▸ PROVIDED DATA:
* begin *
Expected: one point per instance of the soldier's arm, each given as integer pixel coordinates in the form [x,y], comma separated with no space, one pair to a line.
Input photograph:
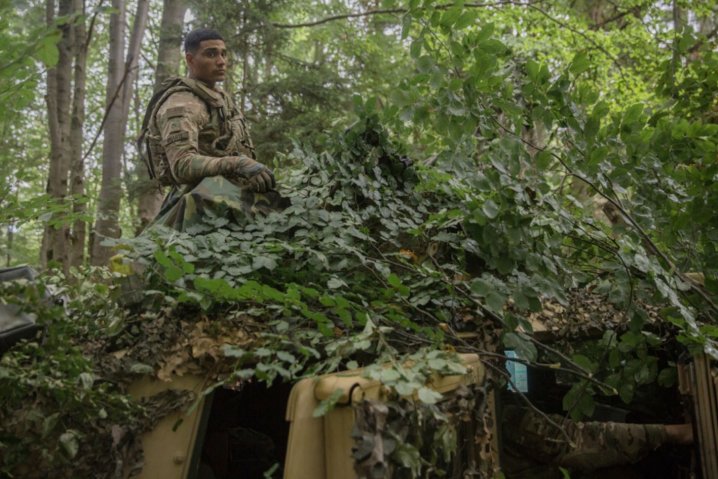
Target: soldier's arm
[179,120]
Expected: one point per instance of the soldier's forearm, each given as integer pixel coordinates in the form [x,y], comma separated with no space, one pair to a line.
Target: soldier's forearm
[193,168]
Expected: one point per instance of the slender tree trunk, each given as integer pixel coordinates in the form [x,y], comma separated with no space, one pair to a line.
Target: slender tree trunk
[119,93]
[77,170]
[54,242]
[168,60]
[108,207]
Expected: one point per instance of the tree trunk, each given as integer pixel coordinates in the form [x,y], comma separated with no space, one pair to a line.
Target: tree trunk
[108,207]
[76,250]
[168,58]
[119,93]
[54,242]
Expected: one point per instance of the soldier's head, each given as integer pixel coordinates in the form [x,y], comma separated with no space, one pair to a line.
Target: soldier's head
[206,55]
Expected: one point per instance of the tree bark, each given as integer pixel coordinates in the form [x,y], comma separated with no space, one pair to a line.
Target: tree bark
[78,234]
[168,60]
[54,242]
[119,93]
[108,207]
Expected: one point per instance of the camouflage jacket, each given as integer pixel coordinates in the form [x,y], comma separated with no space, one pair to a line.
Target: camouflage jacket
[192,127]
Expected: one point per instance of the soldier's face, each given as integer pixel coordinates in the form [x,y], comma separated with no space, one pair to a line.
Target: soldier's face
[209,62]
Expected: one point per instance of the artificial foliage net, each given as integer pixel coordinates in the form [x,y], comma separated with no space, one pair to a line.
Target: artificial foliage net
[369,260]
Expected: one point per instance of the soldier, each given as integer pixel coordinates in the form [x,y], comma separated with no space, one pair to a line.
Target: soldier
[196,140]
[534,448]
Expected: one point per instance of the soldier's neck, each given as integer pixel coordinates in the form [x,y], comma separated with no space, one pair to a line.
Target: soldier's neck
[210,84]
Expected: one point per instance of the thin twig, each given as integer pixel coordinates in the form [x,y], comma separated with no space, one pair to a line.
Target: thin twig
[107,111]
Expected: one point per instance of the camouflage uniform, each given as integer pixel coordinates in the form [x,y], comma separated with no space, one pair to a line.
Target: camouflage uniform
[197,135]
[534,448]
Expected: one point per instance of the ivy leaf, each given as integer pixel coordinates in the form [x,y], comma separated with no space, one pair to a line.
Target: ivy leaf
[579,64]
[264,262]
[490,209]
[69,442]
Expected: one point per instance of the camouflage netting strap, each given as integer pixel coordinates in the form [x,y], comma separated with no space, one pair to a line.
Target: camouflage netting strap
[186,206]
[536,443]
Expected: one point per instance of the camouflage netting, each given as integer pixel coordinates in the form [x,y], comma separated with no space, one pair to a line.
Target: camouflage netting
[370,262]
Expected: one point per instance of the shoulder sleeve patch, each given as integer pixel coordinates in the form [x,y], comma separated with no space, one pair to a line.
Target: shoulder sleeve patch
[175,137]
[176,111]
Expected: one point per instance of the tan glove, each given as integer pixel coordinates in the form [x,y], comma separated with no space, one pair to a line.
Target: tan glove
[259,177]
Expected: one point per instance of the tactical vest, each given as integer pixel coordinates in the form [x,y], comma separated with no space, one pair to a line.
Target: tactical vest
[233,138]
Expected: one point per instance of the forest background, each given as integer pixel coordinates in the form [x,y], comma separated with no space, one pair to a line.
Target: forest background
[559,144]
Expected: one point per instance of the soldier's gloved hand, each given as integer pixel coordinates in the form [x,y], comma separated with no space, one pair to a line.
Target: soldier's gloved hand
[260,178]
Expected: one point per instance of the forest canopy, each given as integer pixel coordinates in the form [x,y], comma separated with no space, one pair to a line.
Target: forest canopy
[455,170]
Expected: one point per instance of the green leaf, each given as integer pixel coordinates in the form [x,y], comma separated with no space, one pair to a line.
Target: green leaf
[46,50]
[264,262]
[69,442]
[579,64]
[428,396]
[490,209]
[667,377]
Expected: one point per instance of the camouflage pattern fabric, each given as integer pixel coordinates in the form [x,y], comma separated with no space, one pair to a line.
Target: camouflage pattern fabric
[202,139]
[186,206]
[535,449]
[196,132]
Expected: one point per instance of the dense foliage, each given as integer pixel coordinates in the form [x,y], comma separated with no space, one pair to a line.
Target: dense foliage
[501,160]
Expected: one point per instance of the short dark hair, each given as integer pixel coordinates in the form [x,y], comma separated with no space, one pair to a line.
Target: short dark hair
[198,35]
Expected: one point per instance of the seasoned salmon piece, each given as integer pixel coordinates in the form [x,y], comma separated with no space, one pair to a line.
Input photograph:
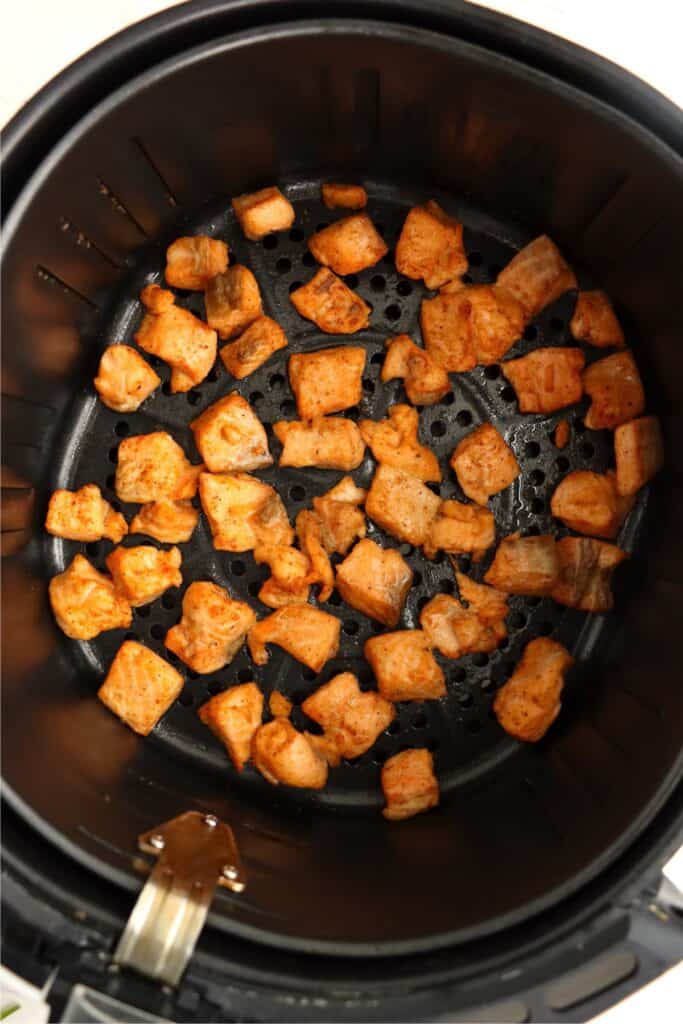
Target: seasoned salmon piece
[409,784]
[615,390]
[229,436]
[283,755]
[243,512]
[394,442]
[86,603]
[327,381]
[404,666]
[212,629]
[254,346]
[524,565]
[547,379]
[484,464]
[425,381]
[401,505]
[167,520]
[307,634]
[538,275]
[325,441]
[639,452]
[331,304]
[585,572]
[431,246]
[528,704]
[233,717]
[595,322]
[262,212]
[139,687]
[124,379]
[232,301]
[191,262]
[351,720]
[84,515]
[375,581]
[348,246]
[154,466]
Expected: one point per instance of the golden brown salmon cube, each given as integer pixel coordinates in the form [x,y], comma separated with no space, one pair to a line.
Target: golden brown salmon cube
[483,464]
[615,390]
[84,515]
[326,442]
[639,452]
[254,346]
[263,212]
[375,581]
[283,755]
[594,321]
[243,512]
[404,667]
[524,565]
[528,704]
[538,275]
[331,304]
[431,246]
[154,466]
[425,381]
[86,603]
[394,442]
[191,262]
[409,784]
[401,505]
[349,245]
[124,379]
[233,717]
[307,634]
[229,436]
[351,720]
[232,301]
[212,629]
[139,687]
[143,573]
[547,379]
[585,572]
[167,520]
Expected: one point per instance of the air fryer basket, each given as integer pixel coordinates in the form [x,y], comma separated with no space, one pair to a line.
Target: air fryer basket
[413,114]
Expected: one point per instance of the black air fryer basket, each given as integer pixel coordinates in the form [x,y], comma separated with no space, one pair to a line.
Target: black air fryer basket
[541,858]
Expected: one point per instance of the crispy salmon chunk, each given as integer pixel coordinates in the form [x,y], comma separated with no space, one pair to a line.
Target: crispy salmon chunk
[191,262]
[212,629]
[124,379]
[375,581]
[154,466]
[528,704]
[351,720]
[233,717]
[394,442]
[331,304]
[547,379]
[431,246]
[615,389]
[139,687]
[409,784]
[484,464]
[404,667]
[326,442]
[254,347]
[538,275]
[84,515]
[86,603]
[307,634]
[229,436]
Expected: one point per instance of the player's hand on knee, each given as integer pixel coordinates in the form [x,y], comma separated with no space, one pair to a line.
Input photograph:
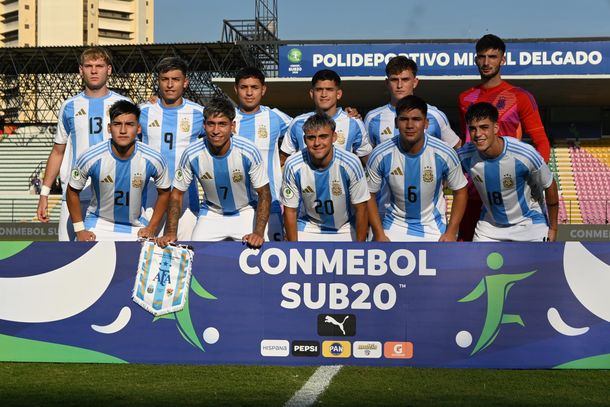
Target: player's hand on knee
[85,236]
[164,240]
[253,240]
[42,212]
[146,232]
[381,238]
[447,237]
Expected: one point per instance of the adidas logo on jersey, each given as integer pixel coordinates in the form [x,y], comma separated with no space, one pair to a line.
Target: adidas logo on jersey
[387,131]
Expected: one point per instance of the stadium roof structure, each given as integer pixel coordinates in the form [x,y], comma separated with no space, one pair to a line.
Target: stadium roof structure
[291,94]
[35,81]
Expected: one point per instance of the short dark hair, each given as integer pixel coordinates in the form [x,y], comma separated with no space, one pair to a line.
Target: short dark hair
[490,41]
[123,107]
[480,111]
[400,63]
[171,63]
[317,121]
[411,102]
[326,75]
[219,106]
[249,72]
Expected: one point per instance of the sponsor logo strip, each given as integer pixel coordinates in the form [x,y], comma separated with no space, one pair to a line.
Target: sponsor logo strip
[275,348]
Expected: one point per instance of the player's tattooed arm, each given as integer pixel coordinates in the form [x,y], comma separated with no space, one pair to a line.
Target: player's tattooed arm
[256,238]
[174,210]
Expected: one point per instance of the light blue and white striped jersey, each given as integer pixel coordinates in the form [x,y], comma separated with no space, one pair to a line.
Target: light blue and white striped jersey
[228,181]
[380,125]
[265,128]
[169,130]
[416,183]
[351,134]
[118,185]
[83,122]
[324,197]
[511,185]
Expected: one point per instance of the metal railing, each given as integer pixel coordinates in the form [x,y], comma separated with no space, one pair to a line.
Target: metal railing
[24,209]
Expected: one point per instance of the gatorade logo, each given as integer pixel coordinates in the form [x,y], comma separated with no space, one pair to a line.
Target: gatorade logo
[398,350]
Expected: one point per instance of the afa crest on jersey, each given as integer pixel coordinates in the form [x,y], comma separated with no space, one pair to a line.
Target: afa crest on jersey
[185,125]
[262,132]
[428,174]
[179,175]
[288,192]
[237,176]
[336,188]
[340,137]
[137,181]
[508,182]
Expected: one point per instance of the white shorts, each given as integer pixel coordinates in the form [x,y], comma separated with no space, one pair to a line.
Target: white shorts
[275,228]
[106,231]
[66,231]
[397,232]
[523,232]
[214,227]
[345,234]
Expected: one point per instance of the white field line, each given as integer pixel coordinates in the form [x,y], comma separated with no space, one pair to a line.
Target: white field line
[317,383]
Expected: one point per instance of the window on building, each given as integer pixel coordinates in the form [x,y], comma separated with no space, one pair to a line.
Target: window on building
[11,36]
[115,34]
[10,17]
[115,15]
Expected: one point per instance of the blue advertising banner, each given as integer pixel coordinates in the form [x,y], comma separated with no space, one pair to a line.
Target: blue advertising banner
[506,305]
[446,59]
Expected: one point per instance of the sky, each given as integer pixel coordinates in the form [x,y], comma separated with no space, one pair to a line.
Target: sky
[179,21]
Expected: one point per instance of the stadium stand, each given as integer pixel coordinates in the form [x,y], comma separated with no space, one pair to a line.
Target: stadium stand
[23,154]
[561,165]
[590,161]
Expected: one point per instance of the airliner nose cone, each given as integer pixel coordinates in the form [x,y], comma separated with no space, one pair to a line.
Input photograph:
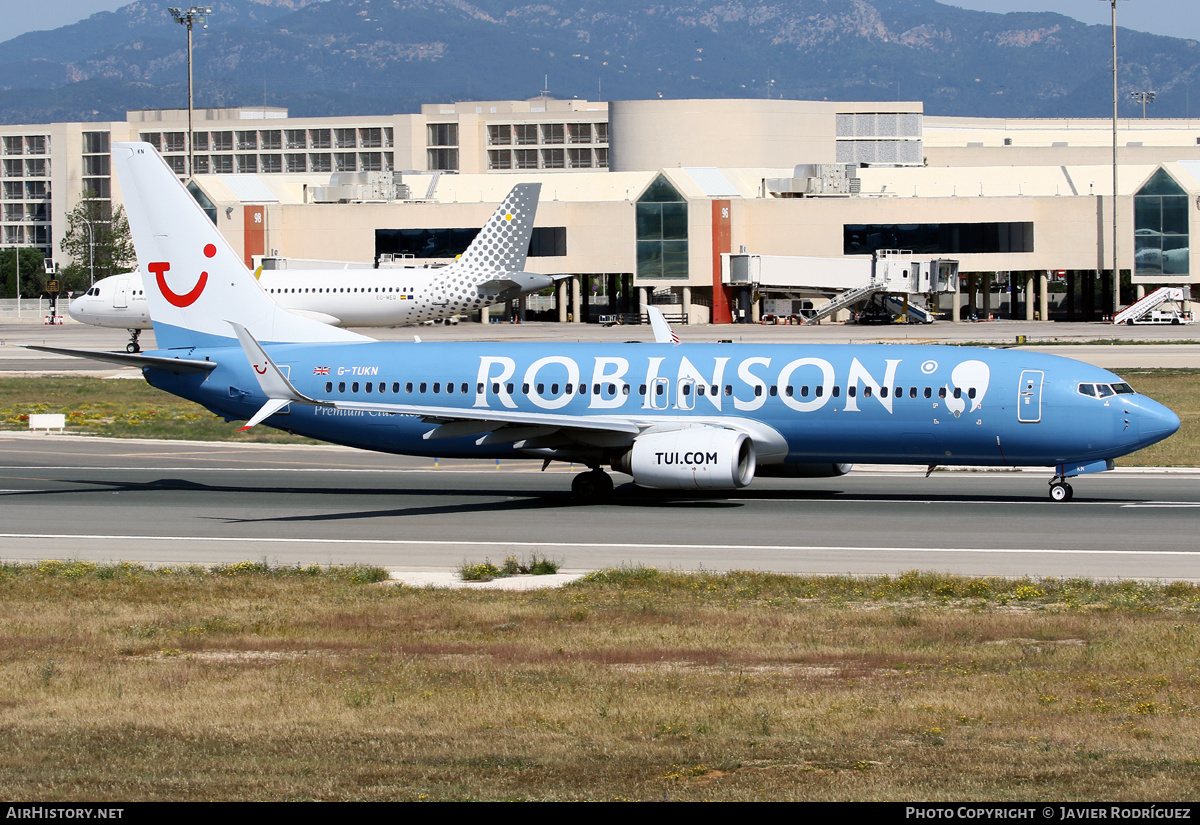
* end *
▸ WORK TO DO: How many lines in the records contain the string "patch"? Reply with the number alone.

▸ THE RESULT: 2